* _What to work on_
Reproduce word for word the part of the text on morning exercise and the heart that runs from "Morning exercise is" up to and including "the day matter?".

Morning exercise is bad for your heart
It is a known fact that over-exercising harms the heart. Many studies have indicated that the limit of 1 hour a day is the best when it comes to exercise. But does the time of the day matter?
Exercising in the morning – the problems
Many times, when one exercises in the morning without sufficient sleep, there are chances of fainting. Mornings are also the time when a person’s body has not received food for more than 8-10 hours. This drops sugar levels in the blood making the person more prone to exhaustion. The body also shifts into reserve mode, resulting in ketosis and loss of lean muscle mass. All these in turn lead to cramping, nausea and vomiting. Since body fat, blood sugar levels, lean muscle mass and sleep are all related in some way or the other to the heart, there is interest to find out whether exercising early morning causes heart problems.
Latest research findings
The European Journal of Applied Physiology, in its January 2010 issue carried the results of a study which stated that brain strokes and heart attacks occur more frequently in the mornings than any other times in the day. An older study (June 2009) carried in the journal, Medicine and Science in Sports and Exercise, concludes that exercising post-waking adds greater shear stress on the blood vessels in the body. Thus began the speculation that exercising in the morning might endanger one’s heart.

* _Record set_
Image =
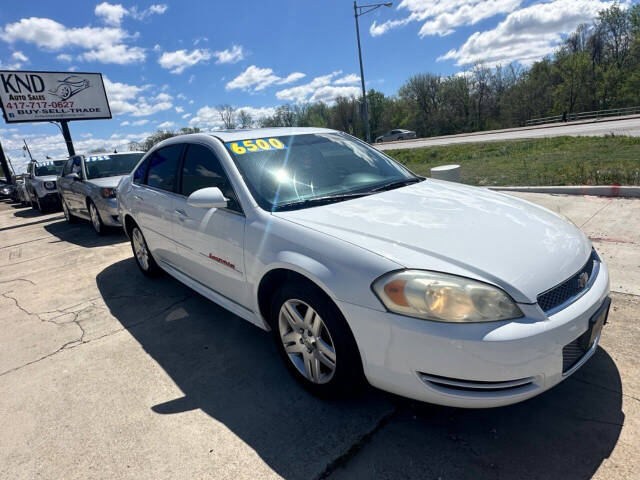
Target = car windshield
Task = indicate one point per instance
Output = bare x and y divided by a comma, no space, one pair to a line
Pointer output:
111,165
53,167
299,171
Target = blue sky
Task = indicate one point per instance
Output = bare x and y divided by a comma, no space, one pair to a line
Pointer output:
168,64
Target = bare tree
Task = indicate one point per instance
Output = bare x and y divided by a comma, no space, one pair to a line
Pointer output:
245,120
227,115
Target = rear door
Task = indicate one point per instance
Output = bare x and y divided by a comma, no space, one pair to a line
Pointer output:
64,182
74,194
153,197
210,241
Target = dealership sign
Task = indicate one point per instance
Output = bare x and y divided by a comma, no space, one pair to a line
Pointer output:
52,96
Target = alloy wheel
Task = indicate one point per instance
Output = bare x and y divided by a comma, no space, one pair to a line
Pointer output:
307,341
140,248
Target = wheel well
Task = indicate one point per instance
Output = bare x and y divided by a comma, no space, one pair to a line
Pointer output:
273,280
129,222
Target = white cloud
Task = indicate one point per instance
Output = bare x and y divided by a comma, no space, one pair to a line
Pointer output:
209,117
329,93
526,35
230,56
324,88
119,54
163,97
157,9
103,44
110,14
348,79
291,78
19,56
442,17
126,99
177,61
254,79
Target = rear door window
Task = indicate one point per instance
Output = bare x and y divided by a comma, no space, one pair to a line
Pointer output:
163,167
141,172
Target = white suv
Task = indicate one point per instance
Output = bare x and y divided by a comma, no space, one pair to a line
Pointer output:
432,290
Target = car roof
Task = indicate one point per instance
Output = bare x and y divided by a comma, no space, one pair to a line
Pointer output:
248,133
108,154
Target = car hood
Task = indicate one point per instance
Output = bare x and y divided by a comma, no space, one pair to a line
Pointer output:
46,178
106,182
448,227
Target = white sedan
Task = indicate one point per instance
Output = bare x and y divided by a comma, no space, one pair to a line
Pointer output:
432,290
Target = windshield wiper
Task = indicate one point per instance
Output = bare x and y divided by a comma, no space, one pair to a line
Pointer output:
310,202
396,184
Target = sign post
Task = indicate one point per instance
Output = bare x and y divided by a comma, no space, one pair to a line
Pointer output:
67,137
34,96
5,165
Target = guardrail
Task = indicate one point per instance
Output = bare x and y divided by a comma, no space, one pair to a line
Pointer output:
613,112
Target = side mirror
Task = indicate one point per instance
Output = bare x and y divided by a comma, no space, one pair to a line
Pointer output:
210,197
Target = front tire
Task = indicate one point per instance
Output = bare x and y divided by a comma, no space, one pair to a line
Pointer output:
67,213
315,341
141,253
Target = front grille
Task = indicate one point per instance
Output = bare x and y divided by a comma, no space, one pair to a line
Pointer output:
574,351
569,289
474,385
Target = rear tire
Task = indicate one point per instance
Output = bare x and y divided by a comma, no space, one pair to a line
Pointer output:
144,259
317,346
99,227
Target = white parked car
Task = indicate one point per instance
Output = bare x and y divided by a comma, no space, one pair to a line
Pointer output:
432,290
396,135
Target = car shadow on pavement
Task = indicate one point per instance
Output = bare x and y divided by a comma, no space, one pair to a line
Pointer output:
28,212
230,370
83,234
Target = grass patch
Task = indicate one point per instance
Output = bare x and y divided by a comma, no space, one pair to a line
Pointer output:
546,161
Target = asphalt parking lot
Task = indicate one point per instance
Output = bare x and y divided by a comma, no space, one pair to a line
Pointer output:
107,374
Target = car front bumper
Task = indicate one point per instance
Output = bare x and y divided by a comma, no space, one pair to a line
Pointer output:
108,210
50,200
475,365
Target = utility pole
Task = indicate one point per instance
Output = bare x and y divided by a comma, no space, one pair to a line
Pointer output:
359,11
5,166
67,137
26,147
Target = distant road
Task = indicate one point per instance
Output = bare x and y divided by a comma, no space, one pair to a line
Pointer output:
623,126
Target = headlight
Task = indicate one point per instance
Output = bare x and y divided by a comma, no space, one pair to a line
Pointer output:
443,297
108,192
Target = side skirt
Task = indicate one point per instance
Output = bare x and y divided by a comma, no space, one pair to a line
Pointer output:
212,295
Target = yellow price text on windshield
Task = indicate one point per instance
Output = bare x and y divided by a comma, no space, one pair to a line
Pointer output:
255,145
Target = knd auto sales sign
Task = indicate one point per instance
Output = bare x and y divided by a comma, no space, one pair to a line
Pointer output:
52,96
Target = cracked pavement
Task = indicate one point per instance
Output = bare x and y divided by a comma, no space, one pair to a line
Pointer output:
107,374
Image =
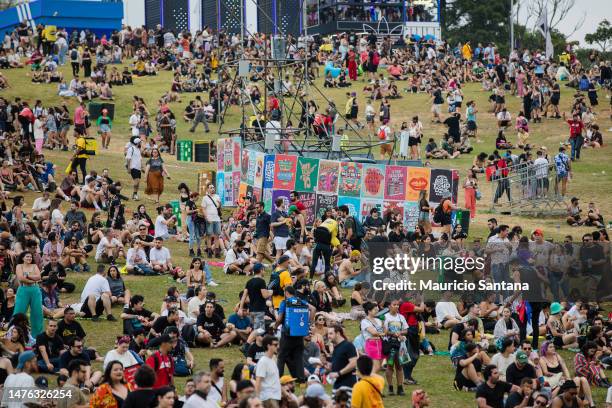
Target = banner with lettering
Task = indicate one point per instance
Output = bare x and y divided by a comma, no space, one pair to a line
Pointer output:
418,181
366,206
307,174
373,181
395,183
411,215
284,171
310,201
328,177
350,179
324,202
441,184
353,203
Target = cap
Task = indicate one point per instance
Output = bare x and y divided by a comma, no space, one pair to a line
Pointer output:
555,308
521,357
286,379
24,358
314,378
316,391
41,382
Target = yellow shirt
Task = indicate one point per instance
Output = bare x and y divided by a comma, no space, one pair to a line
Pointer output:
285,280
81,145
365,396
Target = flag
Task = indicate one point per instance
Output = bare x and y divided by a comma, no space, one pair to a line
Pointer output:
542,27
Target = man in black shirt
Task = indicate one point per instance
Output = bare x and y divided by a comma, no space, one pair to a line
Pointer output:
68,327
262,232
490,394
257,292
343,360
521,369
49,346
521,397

* * *

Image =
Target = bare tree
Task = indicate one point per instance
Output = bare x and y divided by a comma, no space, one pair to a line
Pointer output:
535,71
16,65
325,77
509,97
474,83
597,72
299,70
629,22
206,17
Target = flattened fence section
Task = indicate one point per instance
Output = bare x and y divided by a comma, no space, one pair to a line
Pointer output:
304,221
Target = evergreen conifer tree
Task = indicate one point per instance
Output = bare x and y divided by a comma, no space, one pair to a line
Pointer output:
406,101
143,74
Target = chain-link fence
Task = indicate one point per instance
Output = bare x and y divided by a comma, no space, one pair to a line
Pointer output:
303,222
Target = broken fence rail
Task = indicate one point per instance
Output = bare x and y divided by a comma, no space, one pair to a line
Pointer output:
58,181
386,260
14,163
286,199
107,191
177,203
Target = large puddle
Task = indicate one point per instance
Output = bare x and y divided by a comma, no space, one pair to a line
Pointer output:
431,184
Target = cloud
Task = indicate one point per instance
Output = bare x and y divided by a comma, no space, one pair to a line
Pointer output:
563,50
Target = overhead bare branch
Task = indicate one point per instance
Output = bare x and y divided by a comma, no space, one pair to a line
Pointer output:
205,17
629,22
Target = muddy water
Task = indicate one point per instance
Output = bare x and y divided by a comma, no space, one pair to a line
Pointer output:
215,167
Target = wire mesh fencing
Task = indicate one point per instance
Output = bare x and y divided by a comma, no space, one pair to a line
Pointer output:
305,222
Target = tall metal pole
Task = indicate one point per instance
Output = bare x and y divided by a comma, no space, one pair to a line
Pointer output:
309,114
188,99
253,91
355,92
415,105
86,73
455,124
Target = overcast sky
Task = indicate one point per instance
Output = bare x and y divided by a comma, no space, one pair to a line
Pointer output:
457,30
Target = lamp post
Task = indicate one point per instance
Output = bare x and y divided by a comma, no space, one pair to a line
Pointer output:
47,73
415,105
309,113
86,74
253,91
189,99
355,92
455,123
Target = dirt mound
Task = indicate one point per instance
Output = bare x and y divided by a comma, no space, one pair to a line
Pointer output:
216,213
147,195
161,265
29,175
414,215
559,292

* _Result for this task_
Morning exercise is bad for your heart
It is a known fact that over-exercising harms the heart. Many studies have indicated that the limit of 1 hour a day is the best when it comes to exercise. But does the time of the day matter?